● The request: Render as a JSON list of strings the lines beginning with the one that contains "Segment every instance of the tree" and ending with the one that contains "497 6 L 505", both included, with one string per line and blank lines omitted.

Labeling and segmentation lines
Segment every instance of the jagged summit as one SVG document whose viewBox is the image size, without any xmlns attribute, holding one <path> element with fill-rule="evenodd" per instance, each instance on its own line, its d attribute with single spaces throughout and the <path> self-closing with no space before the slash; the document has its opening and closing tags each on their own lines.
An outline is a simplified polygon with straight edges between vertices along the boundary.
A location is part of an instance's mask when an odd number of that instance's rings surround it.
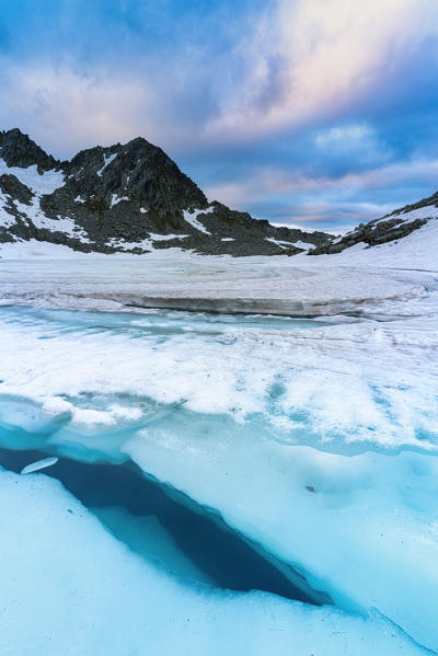
<svg viewBox="0 0 438 656">
<path fill-rule="evenodd" d="M 18 127 L 0 131 L 0 158 L 8 166 L 27 168 L 36 164 L 38 173 L 59 166 L 59 162 L 32 141 L 28 135 L 23 135 Z"/>
<path fill-rule="evenodd" d="M 66 244 L 84 252 L 180 248 L 205 254 L 295 254 L 324 232 L 276 228 L 209 203 L 142 137 L 96 146 L 60 162 L 18 128 L 0 133 L 0 242 Z"/>
</svg>

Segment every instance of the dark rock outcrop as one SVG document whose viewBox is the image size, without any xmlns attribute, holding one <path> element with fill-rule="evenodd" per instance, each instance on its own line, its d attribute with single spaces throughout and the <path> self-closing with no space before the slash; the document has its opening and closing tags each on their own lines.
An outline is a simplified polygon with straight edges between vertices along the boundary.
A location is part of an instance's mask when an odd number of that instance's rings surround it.
<svg viewBox="0 0 438 656">
<path fill-rule="evenodd" d="M 36 239 L 101 253 L 177 246 L 205 254 L 274 255 L 302 252 L 296 242 L 320 246 L 332 237 L 276 228 L 209 204 L 161 148 L 142 138 L 82 150 L 59 162 L 13 129 L 0 133 L 1 159 L 15 169 L 3 166 L 0 177 L 0 241 Z M 34 164 L 37 173 L 30 182 L 20 170 L 28 173 Z M 59 184 L 42 184 L 54 175 Z"/>
</svg>

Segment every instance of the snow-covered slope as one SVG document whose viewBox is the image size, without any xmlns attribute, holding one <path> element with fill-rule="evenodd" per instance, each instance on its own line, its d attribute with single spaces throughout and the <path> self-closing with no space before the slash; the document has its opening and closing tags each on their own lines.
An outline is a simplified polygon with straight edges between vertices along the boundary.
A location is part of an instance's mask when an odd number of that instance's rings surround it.
<svg viewBox="0 0 438 656">
<path fill-rule="evenodd" d="M 160 148 L 141 138 L 59 162 L 19 129 L 0 131 L 0 244 L 36 240 L 85 253 L 180 248 L 272 255 L 327 239 L 208 203 Z"/>
<path fill-rule="evenodd" d="M 360 223 L 351 232 L 344 237 L 339 237 L 331 242 L 321 244 L 313 250 L 310 250 L 311 255 L 336 254 L 348 252 L 353 256 L 356 255 L 358 249 L 371 249 L 372 254 L 368 257 L 371 262 L 377 257 L 379 262 L 383 262 L 387 253 L 389 262 L 394 262 L 395 254 L 402 258 L 408 258 L 412 265 L 412 257 L 418 260 L 422 255 L 430 258 L 433 255 L 433 244 L 427 246 L 428 238 L 436 240 L 436 223 L 438 219 L 438 194 L 434 194 L 429 198 L 424 198 L 414 205 L 407 205 L 401 209 L 396 209 L 390 215 L 376 219 L 369 223 Z M 429 229 L 426 229 L 429 227 Z M 417 239 L 410 239 L 410 235 L 419 232 Z M 390 251 L 388 246 L 402 244 L 394 251 Z M 417 252 L 416 246 L 419 245 L 420 252 Z M 377 253 L 380 253 L 377 255 Z M 367 257 L 359 257 L 359 261 L 365 261 Z M 374 260 L 376 262 L 376 260 Z"/>
</svg>

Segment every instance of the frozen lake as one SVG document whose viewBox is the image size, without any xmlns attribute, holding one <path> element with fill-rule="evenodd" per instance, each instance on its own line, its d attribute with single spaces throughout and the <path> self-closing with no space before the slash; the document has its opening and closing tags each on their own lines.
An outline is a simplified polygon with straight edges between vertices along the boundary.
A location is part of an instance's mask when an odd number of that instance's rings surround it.
<svg viewBox="0 0 438 656">
<path fill-rule="evenodd" d="M 139 599 L 164 653 L 254 625 L 251 654 L 436 649 L 438 275 L 172 257 L 0 261 L 0 464 L 60 458 L 0 472 L 0 586 L 44 590 L 39 652 L 73 654 L 48 618 L 107 586 L 87 653 L 147 653 Z"/>
</svg>

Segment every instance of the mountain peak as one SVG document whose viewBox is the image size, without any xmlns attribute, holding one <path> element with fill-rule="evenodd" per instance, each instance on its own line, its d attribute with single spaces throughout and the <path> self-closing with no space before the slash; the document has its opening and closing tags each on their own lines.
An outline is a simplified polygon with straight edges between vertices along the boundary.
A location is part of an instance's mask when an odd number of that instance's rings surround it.
<svg viewBox="0 0 438 656">
<path fill-rule="evenodd" d="M 180 248 L 276 255 L 330 239 L 208 203 L 195 182 L 142 137 L 57 162 L 15 128 L 0 133 L 0 242 L 36 239 L 101 253 Z"/>
<path fill-rule="evenodd" d="M 0 133 L 0 157 L 8 166 L 26 169 L 36 164 L 38 172 L 49 171 L 59 165 L 59 162 L 18 127 Z"/>
</svg>

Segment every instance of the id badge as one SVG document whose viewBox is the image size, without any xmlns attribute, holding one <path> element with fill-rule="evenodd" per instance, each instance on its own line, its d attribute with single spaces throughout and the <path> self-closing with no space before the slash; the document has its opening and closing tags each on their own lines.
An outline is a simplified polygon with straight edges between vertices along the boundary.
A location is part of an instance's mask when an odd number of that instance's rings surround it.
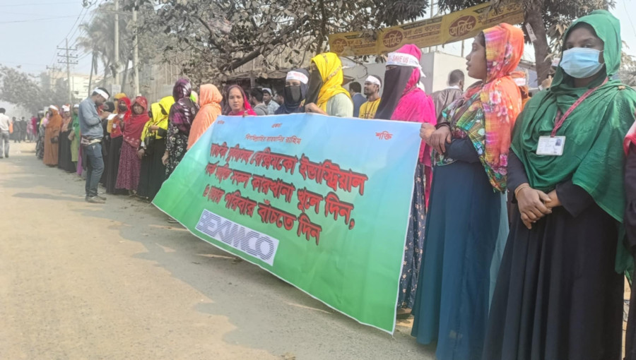
<svg viewBox="0 0 636 360">
<path fill-rule="evenodd" d="M 565 136 L 539 136 L 536 155 L 561 156 L 565 145 Z"/>
</svg>

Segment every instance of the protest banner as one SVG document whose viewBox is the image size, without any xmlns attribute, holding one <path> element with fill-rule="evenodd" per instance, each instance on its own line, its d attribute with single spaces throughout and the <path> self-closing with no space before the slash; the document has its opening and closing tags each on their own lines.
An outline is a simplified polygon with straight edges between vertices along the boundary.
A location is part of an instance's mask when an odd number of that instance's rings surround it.
<svg viewBox="0 0 636 360">
<path fill-rule="evenodd" d="M 153 203 L 199 238 L 392 332 L 419 127 L 219 116 Z"/>
<path fill-rule="evenodd" d="M 523 20 L 521 3 L 502 1 L 493 6 L 487 2 L 442 16 L 380 29 L 376 33 L 329 35 L 329 49 L 343 56 L 379 55 L 406 44 L 415 44 L 420 48 L 448 44 L 473 37 L 500 23 L 518 24 Z"/>
</svg>

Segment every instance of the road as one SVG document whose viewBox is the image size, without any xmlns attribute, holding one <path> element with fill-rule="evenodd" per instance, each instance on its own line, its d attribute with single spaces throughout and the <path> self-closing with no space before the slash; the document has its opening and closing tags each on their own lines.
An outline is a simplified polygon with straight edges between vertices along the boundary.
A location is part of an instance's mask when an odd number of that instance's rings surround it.
<svg viewBox="0 0 636 360">
<path fill-rule="evenodd" d="M 408 323 L 358 324 L 127 196 L 0 160 L 0 359 L 434 359 Z"/>
</svg>

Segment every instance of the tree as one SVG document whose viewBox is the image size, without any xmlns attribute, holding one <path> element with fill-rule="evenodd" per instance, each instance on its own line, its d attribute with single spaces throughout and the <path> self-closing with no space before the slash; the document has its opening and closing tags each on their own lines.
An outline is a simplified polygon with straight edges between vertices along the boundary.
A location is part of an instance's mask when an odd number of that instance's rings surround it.
<svg viewBox="0 0 636 360">
<path fill-rule="evenodd" d="M 497 6 L 505 0 L 493 0 Z M 550 74 L 553 52 L 558 47 L 561 37 L 574 20 L 593 10 L 614 7 L 614 0 L 520 0 L 524 4 L 524 32 L 526 40 L 531 39 L 526 28 L 529 24 L 536 40 L 534 57 L 537 78 L 541 82 Z M 455 11 L 488 2 L 483 0 L 440 0 L 442 10 Z"/>
<path fill-rule="evenodd" d="M 152 6 L 141 22 L 142 34 L 159 32 L 167 56 L 180 56 L 185 71 L 199 78 L 227 73 L 259 59 L 276 68 L 271 58 L 284 56 L 289 66 L 308 54 L 324 51 L 327 35 L 375 30 L 423 16 L 428 0 L 138 0 Z M 131 8 L 129 3 L 124 8 Z"/>
</svg>

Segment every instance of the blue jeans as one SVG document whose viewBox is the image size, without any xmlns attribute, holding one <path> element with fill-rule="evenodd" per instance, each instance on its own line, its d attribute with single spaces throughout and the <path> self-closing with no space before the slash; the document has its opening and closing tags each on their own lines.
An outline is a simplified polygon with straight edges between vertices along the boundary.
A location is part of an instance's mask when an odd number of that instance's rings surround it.
<svg viewBox="0 0 636 360">
<path fill-rule="evenodd" d="M 0 157 L 8 157 L 9 136 L 8 131 L 0 131 Z"/>
<path fill-rule="evenodd" d="M 102 173 L 104 172 L 104 159 L 102 157 L 102 143 L 95 143 L 88 146 L 82 146 L 82 151 L 86 155 L 86 196 L 98 195 L 98 185 Z"/>
</svg>

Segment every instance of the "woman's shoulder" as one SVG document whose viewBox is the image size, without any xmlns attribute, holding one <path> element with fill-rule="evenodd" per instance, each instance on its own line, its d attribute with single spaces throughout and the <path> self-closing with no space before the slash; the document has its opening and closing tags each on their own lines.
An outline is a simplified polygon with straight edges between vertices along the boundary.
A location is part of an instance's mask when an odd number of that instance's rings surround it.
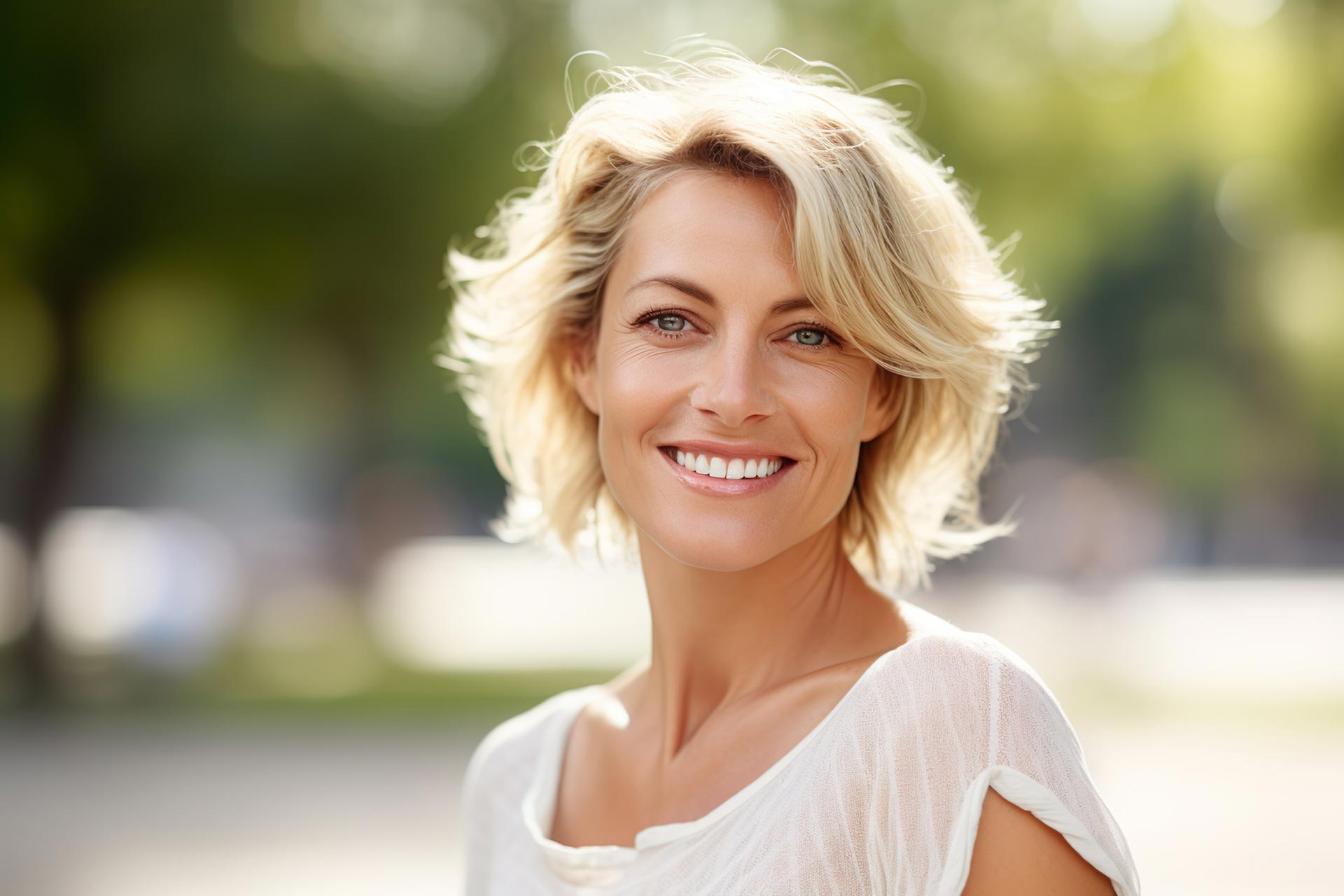
<svg viewBox="0 0 1344 896">
<path fill-rule="evenodd" d="M 910 641 L 890 652 L 875 670 L 870 699 L 906 729 L 911 717 L 976 729 L 997 739 L 1011 729 L 1050 727 L 1073 733 L 1054 692 L 1016 650 L 984 631 L 962 629 L 903 602 Z"/>
</svg>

● Written response:
[
  "Segment every instance of the tree as one SVG document whose viewBox is the image size, without any xmlns attribute, holding one <path> element with fill-rule=\"evenodd\" per instance, each instance on its own line, its d attribute with single spaces throughout and the <path> self-closing with no space before the slash; the document has its opening and closing tags each on their own lines.",
  "An outline is a simplified polygon with straight edges between vertices along the boundary.",
  "A location is part of an instance's mask when an odd number of that instance's rings surround it.",
  "<svg viewBox=\"0 0 636 360\">",
  "<path fill-rule=\"evenodd\" d=\"M 497 6 L 505 0 L 493 0 Z M 550 74 L 553 52 L 558 47 L 561 37 L 574 20 L 593 10 L 614 7 L 614 0 L 520 0 L 524 4 L 524 32 L 526 40 L 531 39 L 526 28 L 529 24 L 536 40 L 534 57 L 537 78 L 541 82 Z M 455 11 L 488 2 L 483 0 L 440 0 L 442 10 Z\"/>"
]